*** Material for this task ***

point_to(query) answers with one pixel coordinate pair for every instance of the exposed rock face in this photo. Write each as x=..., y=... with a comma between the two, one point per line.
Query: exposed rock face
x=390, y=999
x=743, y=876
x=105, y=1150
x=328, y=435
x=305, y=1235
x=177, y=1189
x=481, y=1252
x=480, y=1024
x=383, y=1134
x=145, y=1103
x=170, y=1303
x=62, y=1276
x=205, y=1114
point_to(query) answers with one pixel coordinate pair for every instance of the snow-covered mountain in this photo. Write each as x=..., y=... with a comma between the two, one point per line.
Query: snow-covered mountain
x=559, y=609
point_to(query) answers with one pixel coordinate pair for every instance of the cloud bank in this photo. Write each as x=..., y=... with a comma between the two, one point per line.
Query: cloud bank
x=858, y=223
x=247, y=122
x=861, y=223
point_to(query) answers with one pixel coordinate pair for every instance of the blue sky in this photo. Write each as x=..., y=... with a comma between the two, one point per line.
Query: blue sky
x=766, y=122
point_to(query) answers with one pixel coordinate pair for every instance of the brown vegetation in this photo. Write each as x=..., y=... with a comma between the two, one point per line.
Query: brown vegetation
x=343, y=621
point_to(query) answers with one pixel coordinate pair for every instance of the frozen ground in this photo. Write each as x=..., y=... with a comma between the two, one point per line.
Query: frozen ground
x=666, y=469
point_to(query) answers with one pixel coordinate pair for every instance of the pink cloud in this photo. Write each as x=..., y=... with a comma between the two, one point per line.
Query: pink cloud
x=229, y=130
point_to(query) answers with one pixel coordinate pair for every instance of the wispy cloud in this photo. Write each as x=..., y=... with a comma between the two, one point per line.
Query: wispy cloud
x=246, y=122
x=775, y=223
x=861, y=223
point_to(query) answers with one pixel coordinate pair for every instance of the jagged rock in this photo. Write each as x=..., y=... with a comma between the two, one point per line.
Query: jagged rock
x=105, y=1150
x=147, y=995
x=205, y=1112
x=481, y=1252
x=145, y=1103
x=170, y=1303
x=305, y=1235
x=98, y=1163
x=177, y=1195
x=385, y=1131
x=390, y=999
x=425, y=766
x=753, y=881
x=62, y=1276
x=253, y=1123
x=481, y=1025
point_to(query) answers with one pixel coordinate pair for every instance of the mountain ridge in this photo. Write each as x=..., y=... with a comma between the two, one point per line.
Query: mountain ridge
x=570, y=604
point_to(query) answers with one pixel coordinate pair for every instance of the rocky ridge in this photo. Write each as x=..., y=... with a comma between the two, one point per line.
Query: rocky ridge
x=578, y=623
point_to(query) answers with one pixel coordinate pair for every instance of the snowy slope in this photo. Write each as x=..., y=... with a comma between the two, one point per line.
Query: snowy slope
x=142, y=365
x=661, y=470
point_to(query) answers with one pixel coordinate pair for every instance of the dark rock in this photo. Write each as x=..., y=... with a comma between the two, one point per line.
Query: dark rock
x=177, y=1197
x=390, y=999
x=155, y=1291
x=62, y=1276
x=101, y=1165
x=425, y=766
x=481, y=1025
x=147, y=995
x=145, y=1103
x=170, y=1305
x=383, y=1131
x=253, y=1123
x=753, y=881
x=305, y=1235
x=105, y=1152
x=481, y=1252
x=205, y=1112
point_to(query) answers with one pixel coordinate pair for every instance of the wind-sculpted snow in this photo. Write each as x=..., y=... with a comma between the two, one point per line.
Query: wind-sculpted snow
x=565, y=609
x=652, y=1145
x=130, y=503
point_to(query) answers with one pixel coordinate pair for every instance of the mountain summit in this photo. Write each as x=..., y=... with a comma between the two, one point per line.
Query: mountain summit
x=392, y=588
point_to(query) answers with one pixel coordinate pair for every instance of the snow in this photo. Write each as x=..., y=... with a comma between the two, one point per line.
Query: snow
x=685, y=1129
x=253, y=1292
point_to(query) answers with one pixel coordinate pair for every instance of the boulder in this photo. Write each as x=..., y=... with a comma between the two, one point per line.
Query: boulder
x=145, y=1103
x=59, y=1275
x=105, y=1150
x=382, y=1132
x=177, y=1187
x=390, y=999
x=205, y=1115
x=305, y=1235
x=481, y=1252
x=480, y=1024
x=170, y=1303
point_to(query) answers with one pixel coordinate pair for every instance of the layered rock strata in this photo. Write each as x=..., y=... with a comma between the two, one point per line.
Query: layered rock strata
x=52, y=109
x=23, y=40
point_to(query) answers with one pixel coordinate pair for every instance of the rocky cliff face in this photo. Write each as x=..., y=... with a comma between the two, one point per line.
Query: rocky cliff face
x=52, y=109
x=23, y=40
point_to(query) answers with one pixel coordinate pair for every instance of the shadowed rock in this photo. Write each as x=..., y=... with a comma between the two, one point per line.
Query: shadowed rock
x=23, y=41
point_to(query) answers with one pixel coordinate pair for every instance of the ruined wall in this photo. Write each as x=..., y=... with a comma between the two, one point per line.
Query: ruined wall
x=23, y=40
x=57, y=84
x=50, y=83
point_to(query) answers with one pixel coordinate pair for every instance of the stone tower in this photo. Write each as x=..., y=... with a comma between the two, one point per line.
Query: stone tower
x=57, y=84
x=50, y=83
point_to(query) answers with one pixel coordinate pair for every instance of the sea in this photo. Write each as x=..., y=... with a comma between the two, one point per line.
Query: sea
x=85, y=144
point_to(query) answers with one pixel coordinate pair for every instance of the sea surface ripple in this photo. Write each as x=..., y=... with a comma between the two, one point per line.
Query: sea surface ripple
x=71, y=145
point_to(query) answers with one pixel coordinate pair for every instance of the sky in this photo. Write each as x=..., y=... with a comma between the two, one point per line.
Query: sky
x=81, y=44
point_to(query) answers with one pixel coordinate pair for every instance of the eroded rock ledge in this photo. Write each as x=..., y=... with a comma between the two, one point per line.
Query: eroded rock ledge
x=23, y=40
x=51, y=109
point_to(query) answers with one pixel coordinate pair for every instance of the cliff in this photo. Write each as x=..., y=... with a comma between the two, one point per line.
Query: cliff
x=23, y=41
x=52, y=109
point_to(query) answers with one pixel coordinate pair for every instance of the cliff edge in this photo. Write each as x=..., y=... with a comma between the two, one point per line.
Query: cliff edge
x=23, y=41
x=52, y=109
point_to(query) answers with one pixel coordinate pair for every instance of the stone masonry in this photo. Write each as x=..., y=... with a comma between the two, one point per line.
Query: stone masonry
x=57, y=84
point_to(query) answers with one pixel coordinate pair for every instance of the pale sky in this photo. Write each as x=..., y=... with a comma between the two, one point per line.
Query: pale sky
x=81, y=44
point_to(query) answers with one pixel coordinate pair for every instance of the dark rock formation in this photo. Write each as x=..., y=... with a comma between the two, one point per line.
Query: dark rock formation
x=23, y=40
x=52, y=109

***

# [Given instruction]
Scale the material from its beginning through the line with "x=177, y=1189" and write those lines out again, requests included. Multiply every coordinate in the answers by 1.45 and round each result to a whole number, rounding halves up.

# [Output for this task]
point_to(query) answers with one pixel coordinate pair for every instance of the exposed rock face in this photo. Write each as x=..., y=... with a comma between the two, one point per line.
Query: exposed rock face
x=566, y=1449
x=1077, y=1270
x=152, y=1668
x=476, y=631
x=442, y=1791
x=257, y=1724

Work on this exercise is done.